_Metin parçası:_
---
Fincancı Davası: 'Rehineliğe devam' kararı

Türk yargısı, TTB Merkez Konseyi Başkanı Şebnem Korur Fincancı'nın rehineliğine devam kararı verdi.

Türk devletinin kimyasal silah kullanımı görüntülerine dair değerlendirmesi nedeniyle tutuklanan Türk Tabipler Birliği (TTB) Merkez Konseyi Başkanı Prof. Dr. Şebnem Korur Fincancı hakkında “Örgüt propagandası yapmak” iddiasıyla açılan davanın ilk duruşması görüldü. Çağlayan’da bulunan İstanbul 24’üncü Ağır Ceza Mahkemesi’nin duruşma salonuna polisler yerleştirilirken, duruşma salonunun küçüklüğü gerekçe gösterilerek çok sayıda avukat ve gazeteci ile izleyici içeri alınmadı.

Duruşmaya, HDP ve CHP milletvekilleri, Türkiye Barolar Birliği (TBB), Amed, İzmir ve İstanbul ile çok sayıda kentin baro başkanı ve insan hakları örgütlerinin temsilcileri katıldı. Fincancı, duruşma salonuna getirilirken zafer işareti yaptı. Bu esnada salonda bulunanlar Fincancı’yı alkışladı. Ficancı’nın duruşma salonunda 11 jandarmanın ablukasına alınması dikkat çekti.
---
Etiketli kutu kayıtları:
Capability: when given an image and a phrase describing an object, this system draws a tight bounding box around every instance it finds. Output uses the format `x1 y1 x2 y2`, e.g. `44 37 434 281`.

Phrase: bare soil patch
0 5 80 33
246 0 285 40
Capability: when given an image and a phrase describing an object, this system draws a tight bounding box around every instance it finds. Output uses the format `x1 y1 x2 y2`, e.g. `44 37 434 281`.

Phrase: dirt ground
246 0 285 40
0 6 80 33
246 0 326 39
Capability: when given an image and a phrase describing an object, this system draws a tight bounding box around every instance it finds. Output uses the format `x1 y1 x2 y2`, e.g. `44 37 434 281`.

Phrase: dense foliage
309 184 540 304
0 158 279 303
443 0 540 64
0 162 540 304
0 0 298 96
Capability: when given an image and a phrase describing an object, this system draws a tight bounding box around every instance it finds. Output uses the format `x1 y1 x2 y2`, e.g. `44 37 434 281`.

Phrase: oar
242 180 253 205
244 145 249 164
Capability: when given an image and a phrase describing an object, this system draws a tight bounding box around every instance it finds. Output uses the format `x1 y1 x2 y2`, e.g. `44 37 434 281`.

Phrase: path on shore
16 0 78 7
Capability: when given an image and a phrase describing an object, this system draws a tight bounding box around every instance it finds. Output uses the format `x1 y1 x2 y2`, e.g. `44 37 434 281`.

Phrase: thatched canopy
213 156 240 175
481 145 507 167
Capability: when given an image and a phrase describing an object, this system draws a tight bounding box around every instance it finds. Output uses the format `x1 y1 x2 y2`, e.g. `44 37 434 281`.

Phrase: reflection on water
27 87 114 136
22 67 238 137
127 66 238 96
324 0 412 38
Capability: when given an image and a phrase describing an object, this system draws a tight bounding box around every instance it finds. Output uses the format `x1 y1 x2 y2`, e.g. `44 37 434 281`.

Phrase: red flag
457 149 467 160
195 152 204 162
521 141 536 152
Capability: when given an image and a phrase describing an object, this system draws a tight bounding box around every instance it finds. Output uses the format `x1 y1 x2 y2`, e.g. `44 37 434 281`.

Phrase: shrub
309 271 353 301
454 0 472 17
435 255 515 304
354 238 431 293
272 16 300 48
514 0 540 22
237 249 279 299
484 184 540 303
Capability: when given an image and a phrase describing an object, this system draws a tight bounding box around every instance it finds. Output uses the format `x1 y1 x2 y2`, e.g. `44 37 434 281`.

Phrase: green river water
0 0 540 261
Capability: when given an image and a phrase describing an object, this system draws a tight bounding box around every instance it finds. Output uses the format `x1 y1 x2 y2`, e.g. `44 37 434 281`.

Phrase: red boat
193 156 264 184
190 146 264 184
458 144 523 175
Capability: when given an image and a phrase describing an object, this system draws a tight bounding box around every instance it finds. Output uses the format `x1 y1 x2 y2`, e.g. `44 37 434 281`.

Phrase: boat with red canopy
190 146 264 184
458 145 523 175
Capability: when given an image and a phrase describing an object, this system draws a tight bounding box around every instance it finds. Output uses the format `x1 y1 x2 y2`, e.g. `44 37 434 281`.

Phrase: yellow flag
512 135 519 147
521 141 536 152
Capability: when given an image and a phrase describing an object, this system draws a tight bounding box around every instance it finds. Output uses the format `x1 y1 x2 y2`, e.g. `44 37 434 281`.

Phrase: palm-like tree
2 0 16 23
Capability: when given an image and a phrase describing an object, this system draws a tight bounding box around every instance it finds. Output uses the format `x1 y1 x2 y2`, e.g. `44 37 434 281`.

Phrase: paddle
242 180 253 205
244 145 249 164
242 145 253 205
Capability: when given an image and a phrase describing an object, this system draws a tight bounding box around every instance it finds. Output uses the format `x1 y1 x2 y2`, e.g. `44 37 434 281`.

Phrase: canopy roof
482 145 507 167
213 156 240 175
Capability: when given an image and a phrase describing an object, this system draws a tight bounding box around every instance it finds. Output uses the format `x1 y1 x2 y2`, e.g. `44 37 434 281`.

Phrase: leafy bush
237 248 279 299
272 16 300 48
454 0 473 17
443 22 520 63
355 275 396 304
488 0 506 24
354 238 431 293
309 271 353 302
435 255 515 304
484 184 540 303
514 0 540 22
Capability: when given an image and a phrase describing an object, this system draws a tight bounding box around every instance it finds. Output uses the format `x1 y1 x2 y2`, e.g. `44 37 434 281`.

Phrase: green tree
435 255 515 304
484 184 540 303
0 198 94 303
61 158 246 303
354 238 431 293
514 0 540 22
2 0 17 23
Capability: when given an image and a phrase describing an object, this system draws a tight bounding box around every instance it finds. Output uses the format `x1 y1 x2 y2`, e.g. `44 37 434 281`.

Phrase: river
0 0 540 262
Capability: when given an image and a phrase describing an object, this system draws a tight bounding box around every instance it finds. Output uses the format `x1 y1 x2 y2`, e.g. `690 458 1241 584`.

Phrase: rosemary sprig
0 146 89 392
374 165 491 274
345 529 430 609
---
_Yazılı istek:_ Fincancı davası haberinde "Türk yargısı, TTB" sözleriyle başlayıp "izleyici içeri alınmadı." sözleriyle biten bölümü hiç değiştirmeden yazın.

_Alıştırma cevabı:_
Türk yargısı, TTB Merkez Konseyi Başkanı Şebnem Korur Fincancı'nın rehineliğine devam kararı verdi.

Türk devletinin kimyasal silah kullanımı görüntülerine dair değerlendirmesi nedeniyle tutuklanan Türk Tabipler Birliği (TTB) Merkez Konseyi Başkanı Prof. Dr. Şebnem Korur Fincancı hakkında “Örgüt propagandası yapmak” iddiasıyla açılan davanın ilk duruşması görüldü. Çağlayan’da bulunan İstanbul 24’üncü Ağır Ceza Mahkemesi’nin duruşma salonuna polisler yerleştirilirken, duruşma salonunun küçüklüğü gerekçe gösterilerek çok sayıda avukat ve gazeteci ile izleyici içeri alınmadı.